**PROVIDED TEXT**.
Segment Open

Each student is required to do at least two (2) in-service presentations to health care professionals (physical therapists or other health care providers) over the course of the five (5) distinct clinical placements that comprise Clinical Practice Three, Four and Five. The student may choose during which two clinical placements they wish to deliver the in-service presentations.
In addition, the clinical program at the hospital may require the student to do a presentation as a part of the total learning experience or the caseload management (i.e. to the health care team). Such a presentation may be in addition to the mandatory 2 chosen in-service events mentioned above.
These in-service presentation requirements are required in addition to any education sessions that are delivered to clients as part of client care. The instructing therapist may note a situation that is particularly suited to a student presentation and may require it as part of the rotation (e.g. a patient education session). Patient education programming that is a part of the regular caseload management approach in a placement does not substitute for the mandatory in-service requirements stated above.
The purpose of in-service presentation requirements in clinical courses for students is to promote development of group educational skills in the clinical setting and to further develop the clinical knowledge base. Presentations assist student’s preparation for the educational demands of clinical practice such as education to peers, patients, and community groups, speaking at patient case conferences, etc.
The student should develop confidence and experience in:
(a) Researching, organizing and presenting material in a concise and meaningful manner;
(b) Tailoring communication style to meet the needs of the professional audience
Types of Presentations
The instructing therapist should be consulted for advice in choosing a topic and type of presentation.
The supervising therapist must give final approval to the topic choice and type of presentation. The following are some examples of types of presentations:
(a) A "case presentation" which may include a history, assessment data, list of problems, summary diagnosis, treatment plan, and a demonstration of one or two physical therapy treatment procedures;
(b) An in-service presentation on a subject or topic of interest (often associated with a particularly interesting patient), or a case study of patient progress over time;
(c) An in-service session for other staff such as assistants, volunteers, nurses;
(d) An education session for a community group.
It is difficult to outline every situation that may meet the objectives of a presentation. If the student has any questions as to whether a situation qualifies as a presentation, the instructing therapist and/or Clinical Education staff at the School of Rehabilitation Science should be consulted.

Segment Closed

**COMPLETE THE FOLLOWING**.
1 – Answer these questions about the in-service presentation guidelines:
(a) What is the minimum number of in-service presentations each student must do, and over how many clinical placements?
(b) Who must give final approval to the topic choice and type of presentation?
(c) Can patient education programming that is part of regular caseload management replace the mandatory in-service presentations?
2 – Please extend the in-service presentation guidelines beyond their final sentence.

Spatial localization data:
Segment Open

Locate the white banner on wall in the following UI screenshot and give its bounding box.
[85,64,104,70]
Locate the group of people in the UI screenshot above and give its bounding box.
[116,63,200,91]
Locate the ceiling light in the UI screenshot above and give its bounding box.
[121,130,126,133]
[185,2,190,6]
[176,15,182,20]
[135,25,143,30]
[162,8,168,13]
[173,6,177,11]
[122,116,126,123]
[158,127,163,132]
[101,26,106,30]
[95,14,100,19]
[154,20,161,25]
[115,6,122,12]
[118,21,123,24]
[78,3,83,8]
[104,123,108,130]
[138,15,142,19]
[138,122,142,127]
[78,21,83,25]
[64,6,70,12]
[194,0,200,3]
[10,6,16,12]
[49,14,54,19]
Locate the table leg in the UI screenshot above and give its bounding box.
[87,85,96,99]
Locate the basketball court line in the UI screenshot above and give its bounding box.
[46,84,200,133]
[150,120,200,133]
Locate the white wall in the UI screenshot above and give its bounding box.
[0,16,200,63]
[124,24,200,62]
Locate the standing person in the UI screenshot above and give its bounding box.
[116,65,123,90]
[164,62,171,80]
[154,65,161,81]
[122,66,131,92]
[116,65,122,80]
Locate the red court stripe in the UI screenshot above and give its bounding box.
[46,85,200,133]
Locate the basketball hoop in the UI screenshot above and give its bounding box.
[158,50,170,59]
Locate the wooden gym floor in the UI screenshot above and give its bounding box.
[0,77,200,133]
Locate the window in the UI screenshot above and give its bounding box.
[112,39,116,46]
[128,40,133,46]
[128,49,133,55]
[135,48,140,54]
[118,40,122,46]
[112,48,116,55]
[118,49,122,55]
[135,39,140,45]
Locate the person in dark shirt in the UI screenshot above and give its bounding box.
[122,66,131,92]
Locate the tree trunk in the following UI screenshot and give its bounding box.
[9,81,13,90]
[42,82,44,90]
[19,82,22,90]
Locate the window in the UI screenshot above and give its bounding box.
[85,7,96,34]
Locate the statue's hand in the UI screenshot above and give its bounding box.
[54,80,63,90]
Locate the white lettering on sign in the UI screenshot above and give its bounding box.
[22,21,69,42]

Segment Closed

**EXERCISE RESPONSES**.
1 –
(a) At least two, over five clinical placements.
(b) The supervising therapist.
(c) No, it does not substitute for the mandatory in-service requirements.

2 –
Guidelines for Presentations
The presentation is meant to be a learning experience for the student. To maximize the experience, and help reduce stress, the instructing therapist may be of assistance as follows:
(a) Discuss the extent of the topic. The student may be unrealistic about how much material can be covered in the time allowed and may need some guidance to limit the scope of the presentation.
(b) Discuss the audience's level of understanding. The student should be cautioned to use "lay language" when talking to non-medical people, or to use medical terminology when talking to a medically orientated audience.
(c) Discussing the organization of time for the presentation (e.g. amount of time reasonable for sections of the presentation and allowance of time for questions.)
(d) Assistance with administrative details: Organizing time and place, A-V equipment, obtaining patient's permission, locating X-rays, etc. The student is primarily responsible for researching information and developing the text of the presentation and should be responsible for scheduling and set-up as appropriate for level of training.
(e) The instructing therapist may determine whether it is inappropriate or inconvenient to do a presentation on a particular rotation.
Evaluation of Presentations
The instructing therapist and audience will evaluate the presentation. The evaluation should examine preparation, content, organization, interaction and sensitivity to the audience, use of appropriate A/V aids and presentation style.
Evaluative comments should be made on the demographic (last) page of the Assessment of Clinical Performance electronic (ACPe) form, supplied as part of the placement package information.